-------- PROVIDED ENTRIES --------

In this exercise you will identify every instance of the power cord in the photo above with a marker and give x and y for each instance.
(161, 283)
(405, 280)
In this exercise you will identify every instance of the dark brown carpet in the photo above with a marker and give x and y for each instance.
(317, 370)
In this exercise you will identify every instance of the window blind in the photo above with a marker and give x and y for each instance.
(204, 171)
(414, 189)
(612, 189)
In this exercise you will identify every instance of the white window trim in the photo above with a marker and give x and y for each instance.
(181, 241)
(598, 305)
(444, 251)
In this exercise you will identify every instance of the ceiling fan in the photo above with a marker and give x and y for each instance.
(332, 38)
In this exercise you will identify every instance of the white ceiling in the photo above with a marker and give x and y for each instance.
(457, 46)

--------

[WORK TO BE COMPLETED] Recast the entries above, from the line containing "the white window" through the end of the entries, as a JSON list of strings with one string per line and blank lines omitted.

[WRITTEN RESPONSE]
[
  "In this exercise you will identify every instance of the white window trim in the photo above with a marker and give x and y for each instance.",
  "(181, 241)",
  "(598, 305)",
  "(444, 251)",
  "In this exercise you will identify every instance of the ceiling fan in the photo above with a marker and give x and y for each instance.",
  "(332, 38)",
  "In this exercise you will identify every instance of the white ceiling in the photo above with a marker and give x and y for each instance.",
  "(457, 46)"
]